TASK DIRECTIONS: Word for word, give the records again, dropping any picture they hold.
---------- SUPPLIED DATA
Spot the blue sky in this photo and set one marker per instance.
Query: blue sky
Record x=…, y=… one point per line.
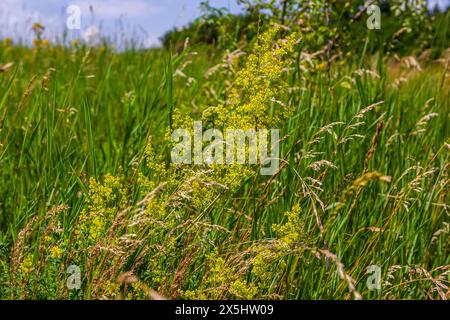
x=146, y=19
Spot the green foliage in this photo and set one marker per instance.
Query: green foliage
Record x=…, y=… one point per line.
x=363, y=179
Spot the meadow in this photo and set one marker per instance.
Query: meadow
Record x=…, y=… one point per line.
x=91, y=206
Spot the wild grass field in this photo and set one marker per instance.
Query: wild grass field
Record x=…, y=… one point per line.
x=363, y=185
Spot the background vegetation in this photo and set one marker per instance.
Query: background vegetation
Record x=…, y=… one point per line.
x=86, y=177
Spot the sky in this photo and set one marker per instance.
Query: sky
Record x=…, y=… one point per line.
x=119, y=19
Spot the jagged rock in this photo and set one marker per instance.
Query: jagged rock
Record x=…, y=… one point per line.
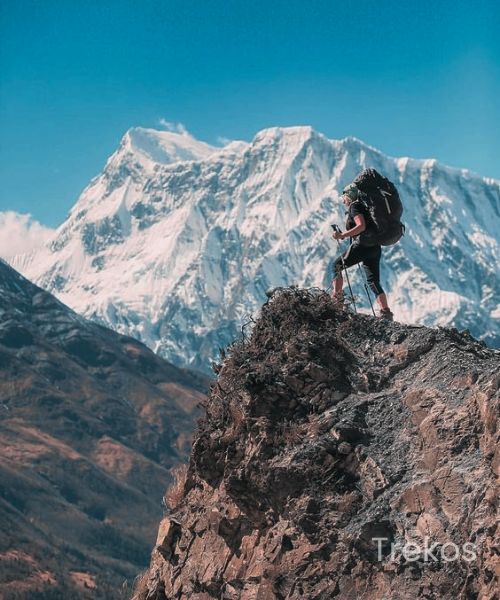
x=326, y=431
x=91, y=423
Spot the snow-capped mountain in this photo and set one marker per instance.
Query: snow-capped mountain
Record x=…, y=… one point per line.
x=176, y=241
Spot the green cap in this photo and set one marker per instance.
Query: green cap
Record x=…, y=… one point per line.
x=351, y=190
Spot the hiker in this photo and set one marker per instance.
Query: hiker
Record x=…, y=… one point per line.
x=359, y=221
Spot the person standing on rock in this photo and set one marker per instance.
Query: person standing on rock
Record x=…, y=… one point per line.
x=359, y=221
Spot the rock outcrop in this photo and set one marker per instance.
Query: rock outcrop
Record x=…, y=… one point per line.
x=340, y=457
x=90, y=424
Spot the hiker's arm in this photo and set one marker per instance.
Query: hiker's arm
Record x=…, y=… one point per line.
x=356, y=230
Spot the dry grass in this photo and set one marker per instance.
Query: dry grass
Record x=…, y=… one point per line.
x=175, y=492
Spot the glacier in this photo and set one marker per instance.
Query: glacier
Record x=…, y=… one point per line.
x=176, y=241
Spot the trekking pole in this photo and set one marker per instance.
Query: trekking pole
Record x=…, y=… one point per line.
x=366, y=290
x=344, y=268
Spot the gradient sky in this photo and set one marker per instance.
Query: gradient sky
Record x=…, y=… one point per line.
x=412, y=78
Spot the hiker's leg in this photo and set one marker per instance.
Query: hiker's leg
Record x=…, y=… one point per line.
x=382, y=301
x=347, y=259
x=338, y=281
x=371, y=266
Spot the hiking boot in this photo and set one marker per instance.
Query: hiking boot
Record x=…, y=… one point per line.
x=386, y=313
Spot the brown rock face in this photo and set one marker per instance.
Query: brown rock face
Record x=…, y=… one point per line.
x=340, y=457
x=90, y=424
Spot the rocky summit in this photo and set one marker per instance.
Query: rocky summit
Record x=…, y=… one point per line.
x=90, y=424
x=340, y=457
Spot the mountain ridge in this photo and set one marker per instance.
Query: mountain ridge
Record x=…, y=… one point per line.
x=91, y=424
x=335, y=451
x=161, y=250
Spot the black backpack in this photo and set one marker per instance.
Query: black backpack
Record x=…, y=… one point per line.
x=383, y=203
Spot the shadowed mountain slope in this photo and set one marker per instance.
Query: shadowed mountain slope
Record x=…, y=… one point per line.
x=325, y=431
x=91, y=423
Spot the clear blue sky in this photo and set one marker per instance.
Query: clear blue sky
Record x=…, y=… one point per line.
x=411, y=78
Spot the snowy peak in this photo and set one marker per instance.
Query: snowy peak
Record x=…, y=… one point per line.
x=164, y=147
x=176, y=242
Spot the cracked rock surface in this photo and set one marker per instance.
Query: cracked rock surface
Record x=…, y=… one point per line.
x=323, y=432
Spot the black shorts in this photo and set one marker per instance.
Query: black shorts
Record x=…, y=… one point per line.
x=369, y=256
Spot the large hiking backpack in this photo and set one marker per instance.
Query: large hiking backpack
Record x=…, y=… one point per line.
x=382, y=200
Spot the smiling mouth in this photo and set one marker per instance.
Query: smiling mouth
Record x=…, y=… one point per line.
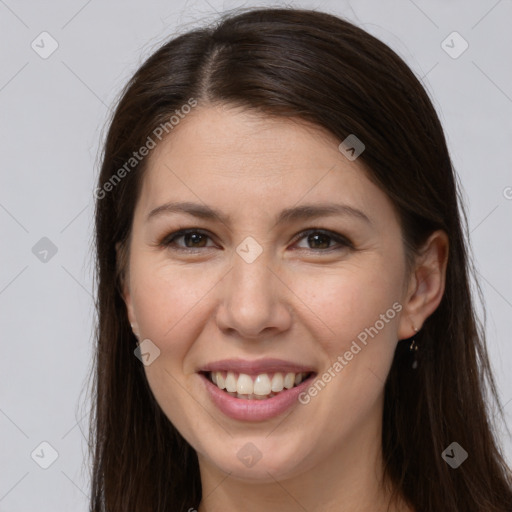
--------------------
SOLUTION TO THIS EXERCISE:
Spot the blue sky in this photo and set one marker per instance.
Query: blue sky
Record x=…, y=… one point per line.
x=146, y=19
Spot the green foliage in this photo and set one marker per instance.
Query: green foliage
Record x=…, y=… one point per line.
x=363, y=179
Spot the meadow in this photo and set one marker per instance.
Query: meadow
Record x=…, y=… one point per line.
x=91, y=206
Spot the wild grass field in this photo and set one marker per instance.
Query: wild grass field
Record x=…, y=… one point per line.
x=363, y=185
Spot the background vegetation in this photo and set one marker per instance.
Query: background vegetation
Record x=…, y=… one point per line.
x=86, y=177
Spot the sky in this photo and set one marker per instance.
Query: sky
Record x=…, y=… one point per line.
x=119, y=19
Spot the jagged rock in this photo and set one marker per instance.
Query: jagged rock
Record x=…, y=… one point per line.
x=326, y=431
x=91, y=423
Spot the snow-capped mountain in this photo and set one marker per instance.
Query: snow-capped mountain
Record x=…, y=… one point per line.
x=176, y=241
Spot the green cap in this photo and set one marker per instance.
Query: green cap
Record x=…, y=… one point per line.
x=351, y=190
Spot the hiker in this photo and set one marker per instance.
Query: hiker
Record x=…, y=… one point per line.
x=359, y=221
Spot the person standing on rock in this photo and set one marker per instance.
Query: person standing on rock
Record x=…, y=… one point per line.
x=359, y=221
Spot the rock outcrop in this photo and set one marker per instance.
Query: rock outcrop
Record x=…, y=… one point per line.
x=340, y=457
x=90, y=424
Spot the hiker's arm in this photo and set one marker per instance.
Query: hiker's arm
Record x=…, y=… one point per line.
x=356, y=230
Spot the dry grass in this photo and set one marker per instance.
Query: dry grass
Record x=…, y=… one point per line.
x=175, y=492
Spot the glacier in this photo and set one marker per instance.
Query: glacier
Record x=…, y=… one point per line.
x=176, y=241
Spot the trekking pole in this photo and set one marker per instance.
Query: trekking pole
Record x=…, y=… one point per line.
x=366, y=290
x=344, y=268
Spot the gradient sky in this photo and set one marker per instance.
Query: gradient sky
Record x=…, y=… one point per line.
x=412, y=78
Spot the hiker's leg in this photo and set one marker per instance.
Query: hiker's leg
Record x=…, y=… one point per line.
x=382, y=301
x=347, y=259
x=338, y=281
x=371, y=266
Spot the hiking boot in this photo and set one marker per instance.
Query: hiking boot
Record x=…, y=… one point per line.
x=386, y=313
Spot the brown rock face in this photo and set one marker per instance.
Query: brown rock face
Record x=…, y=… one point per line.
x=340, y=457
x=90, y=424
Spot the rocky summit in this photo and set one marker per instance.
Query: rocky summit
Record x=…, y=… one point per line.
x=90, y=424
x=340, y=457
Spot the mountain ridge in this photo and set one marker per instance.
Query: mountain ridge
Record x=…, y=… one point per line.
x=91, y=424
x=335, y=451
x=161, y=250
Spot the black backpack in this photo and set one marker per instance.
Query: black backpack
Record x=…, y=… one point per line.
x=383, y=203
Spot the shadowed mountain slope in this photo and set one marker per instance.
Query: shadowed mountain slope
Record x=…, y=… one point per line.
x=325, y=431
x=91, y=423
Spot the clear blue sky in this photo and set one marker per instance.
Query: clear blue sky
Record x=…, y=… one point per line.
x=411, y=78
Spot the snowy peak in this photo and set one marker per instance.
Query: snowy peak
Record x=…, y=… one point per line.
x=164, y=147
x=176, y=242
Spot the cracked rock surface in this photo and set one marker per instance.
Query: cracked rock surface
Record x=…, y=… one point per line.
x=323, y=432
Spot the black shorts in this photo and set one marker per instance.
Query: black shorts
Record x=…, y=… one point per line.
x=369, y=256
Spot the large hiking backpack in this photo and set one marker per instance.
Query: large hiking backpack
Record x=…, y=… one point per line.
x=382, y=200
Spot the smiling mouth in this photo and set one marker per instance.
Query: smiling mouth
Record x=…, y=… one point per line.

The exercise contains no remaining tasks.